Entries shown: Begin

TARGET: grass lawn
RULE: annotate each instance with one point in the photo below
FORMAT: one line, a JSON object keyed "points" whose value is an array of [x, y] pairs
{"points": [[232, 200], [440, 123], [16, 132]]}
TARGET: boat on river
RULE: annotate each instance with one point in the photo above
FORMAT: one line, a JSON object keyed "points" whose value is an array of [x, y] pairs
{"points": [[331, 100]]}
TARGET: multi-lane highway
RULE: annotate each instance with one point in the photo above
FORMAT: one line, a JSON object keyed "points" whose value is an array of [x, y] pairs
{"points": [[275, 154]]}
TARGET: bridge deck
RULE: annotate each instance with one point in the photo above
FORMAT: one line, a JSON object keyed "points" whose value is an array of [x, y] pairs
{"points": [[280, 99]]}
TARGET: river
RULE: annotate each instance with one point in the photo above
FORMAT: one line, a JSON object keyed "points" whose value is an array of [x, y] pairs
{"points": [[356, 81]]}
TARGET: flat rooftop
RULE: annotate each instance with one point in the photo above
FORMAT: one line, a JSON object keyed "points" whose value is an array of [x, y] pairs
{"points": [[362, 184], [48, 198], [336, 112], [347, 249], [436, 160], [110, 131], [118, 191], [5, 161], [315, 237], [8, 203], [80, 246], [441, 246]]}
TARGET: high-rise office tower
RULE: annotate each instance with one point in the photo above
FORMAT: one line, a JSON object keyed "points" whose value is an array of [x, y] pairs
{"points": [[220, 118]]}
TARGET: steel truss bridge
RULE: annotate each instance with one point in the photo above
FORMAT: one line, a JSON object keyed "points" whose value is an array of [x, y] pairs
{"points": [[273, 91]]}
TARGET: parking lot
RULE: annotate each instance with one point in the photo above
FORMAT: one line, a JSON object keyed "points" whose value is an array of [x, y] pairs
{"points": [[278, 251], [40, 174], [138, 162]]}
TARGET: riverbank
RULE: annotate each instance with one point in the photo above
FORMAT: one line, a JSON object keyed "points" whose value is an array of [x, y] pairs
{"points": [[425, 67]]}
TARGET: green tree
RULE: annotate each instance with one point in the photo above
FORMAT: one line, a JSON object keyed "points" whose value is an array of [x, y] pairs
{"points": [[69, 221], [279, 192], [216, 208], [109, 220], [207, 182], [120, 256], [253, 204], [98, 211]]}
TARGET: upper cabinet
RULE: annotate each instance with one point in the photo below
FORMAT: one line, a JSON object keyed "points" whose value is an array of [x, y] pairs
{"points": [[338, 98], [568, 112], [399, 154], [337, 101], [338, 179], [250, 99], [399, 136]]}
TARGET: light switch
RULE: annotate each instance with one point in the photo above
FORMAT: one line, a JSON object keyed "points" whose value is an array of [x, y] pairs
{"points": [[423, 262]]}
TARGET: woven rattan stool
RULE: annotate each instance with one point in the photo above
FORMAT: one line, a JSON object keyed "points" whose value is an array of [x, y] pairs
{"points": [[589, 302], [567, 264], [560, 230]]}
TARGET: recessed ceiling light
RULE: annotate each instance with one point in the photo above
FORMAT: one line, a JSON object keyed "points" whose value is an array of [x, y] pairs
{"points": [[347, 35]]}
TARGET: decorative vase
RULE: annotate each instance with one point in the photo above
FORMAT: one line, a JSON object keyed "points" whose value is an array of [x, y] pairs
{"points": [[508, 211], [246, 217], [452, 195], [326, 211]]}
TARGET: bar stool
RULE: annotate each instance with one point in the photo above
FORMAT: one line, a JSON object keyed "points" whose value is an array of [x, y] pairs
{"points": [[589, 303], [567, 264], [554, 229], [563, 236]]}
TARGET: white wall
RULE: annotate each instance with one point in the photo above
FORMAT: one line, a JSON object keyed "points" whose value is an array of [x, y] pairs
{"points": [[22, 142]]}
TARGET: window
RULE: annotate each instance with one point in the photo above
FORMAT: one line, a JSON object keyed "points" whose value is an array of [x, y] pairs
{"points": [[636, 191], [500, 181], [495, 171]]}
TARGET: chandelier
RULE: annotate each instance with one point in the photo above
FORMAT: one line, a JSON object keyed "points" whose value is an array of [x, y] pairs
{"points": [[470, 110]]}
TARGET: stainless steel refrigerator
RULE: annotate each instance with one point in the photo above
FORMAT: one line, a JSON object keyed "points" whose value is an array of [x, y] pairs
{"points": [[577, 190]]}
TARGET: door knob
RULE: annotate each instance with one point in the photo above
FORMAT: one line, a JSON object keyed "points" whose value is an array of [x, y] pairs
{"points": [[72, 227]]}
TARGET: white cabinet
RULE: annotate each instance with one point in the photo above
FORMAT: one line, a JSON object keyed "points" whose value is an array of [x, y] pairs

Entries shown: End

* **What to produce**
Please repeat the material exactly as it appears above.

* **The completed task**
TARGET: grass lawn
RULE: annotate each instance with one point in the photo below
FORMAT: one line, a JSON object keyed "points" whose value is an array of [x, y] pairs
{"points": [[232, 200], [440, 123], [16, 132]]}
TARGET: boat on river
RULE: annotate each instance with one point in the photo above
FORMAT: one line, a JSON object keyed "points" whose value is an array of [x, y] pairs
{"points": [[331, 100]]}
TARGET: multi-lane highway
RULE: annotate each instance with one point in the photo above
FORMAT: one line, a JSON object keyed "points" whose value is an array of [x, y] pairs
{"points": [[275, 154]]}
TARGET: bridge deck
RULE: annotate each instance with one point in the photo above
FORMAT: one line, a JSON object keyed "points" whose value is an array of [x, y] pairs
{"points": [[280, 99]]}
TARGET: river
RULE: annotate each instance with one point in the photo above
FORMAT: one line, a JSON object keyed "points" whose value is an array of [x, y] pairs
{"points": [[356, 81]]}
TARGET: flat rooftop
RULE: annotate each instance with one point in the photo above
FORMAT: one line, a JSON object keyed "points" whose value is an array of [x, y] pairs
{"points": [[362, 184], [48, 198], [336, 112], [347, 249], [436, 160], [110, 131], [118, 191], [5, 161], [315, 237], [8, 203], [80, 246], [441, 246]]}
TARGET: high-rise office tower
RULE: annotate each instance with one point in the photo above
FORMAT: one line, a JSON object keyed "points" whose value is an array of [x, y] pairs
{"points": [[220, 118]]}
TARGET: steel truss bridge
RULE: annotate each instance with one point in the photo above
FORMAT: one line, a JSON object keyed "points" whose value is an array of [x, y] pairs
{"points": [[273, 91]]}
TARGET: parking lot
RULE: annotate each instance with one point in the photo above
FORMAT: one line, a JSON object keyed "points" whose value is an array of [x, y] pairs
{"points": [[278, 251], [40, 174], [138, 162]]}
TARGET: riverbank
RULE: annotate each instance with one point in the photo above
FORMAT: one line, a JSON object keyed "points" whose value is an array of [x, y] pairs
{"points": [[425, 67]]}
TARGET: green tree
RULE: annotate each instance with one point in the photo above
FORMAT: one line, a JSON object keyed "points" whose value is an array of [x, y] pairs
{"points": [[69, 221], [279, 192], [216, 208], [109, 220], [207, 182], [120, 256], [253, 204], [98, 211]]}
TARGET: upper cabinet
RULE: annotate each instance with one point in the photo below
FORMAT: one line, a JSON object keyed "points" whose value is an array of [x, y] pairs
{"points": [[338, 98], [568, 112], [399, 154], [337, 101], [338, 179], [250, 99], [399, 136]]}
TARGET: light switch
RULE: annotate each instance with one point in the photo above
FORMAT: one line, a JSON object keyed "points" whose value is an array of [x, y] pairs
{"points": [[423, 262]]}
TARGET: woven rattan stool
RULE: annotate each instance with one point in the photo above
FORMAT: one line, a JSON object keyed "points" whose value is an array of [x, y] pairs
{"points": [[589, 302], [567, 264], [560, 230]]}
TARGET: recessed ceiling light
RULE: annotate each instance with one point in the photo above
FORMAT: one line, a JSON object keyed "points" whose value is an array of [x, y] pairs
{"points": [[347, 35]]}
TARGET: decorative vase
RULE: annotate each instance with one point in the photo above
FORMAT: one line, a JSON object keyed "points" whose value is an array of [x, y] pairs
{"points": [[508, 211], [246, 217], [452, 195], [326, 211]]}
TARGET: bar stool
RULE: annotate each instance with one point in the photo above
FORMAT: one line, a JSON object keyed "points" whose value is an array of [x, y] pairs
{"points": [[589, 303], [567, 264], [554, 229], [563, 236]]}
TARGET: white wall
RULE: annotate each instance with one point in the photo above
FORMAT: one line, a JSON object keyed "points" whose value is an array of [x, y] pairs
{"points": [[22, 142]]}
TARGET: window
RULE: annotate each instance with one point in the photo above
FORMAT: one line, a JSON object keyed "points" whose value is an array of [x, y] pairs
{"points": [[636, 191], [500, 181], [495, 171]]}
TARGET: chandelier
RULE: annotate each instance with one point in the photo above
FORMAT: one line, a JSON object keyed "points" whose value is an array of [x, y] pairs
{"points": [[470, 110]]}
TARGET: stainless steel refrigerator
RULE: annotate each instance with one point in the photo above
FORMAT: one line, a JSON object keyed "points" whose value is an array of [x, y] pairs
{"points": [[577, 190]]}
TARGET: door knob
RULE: annotate each instance with one point in the photo above
FORMAT: one line, a JSON object keyed "points" whose value is an array of [x, y] pairs
{"points": [[72, 227]]}
TARGET: white cabinet
RULE: annotate each instance with one point in the photo above
FORMAT: one line, a JSON object keyed "points" whose value is an array of [x, y] pairs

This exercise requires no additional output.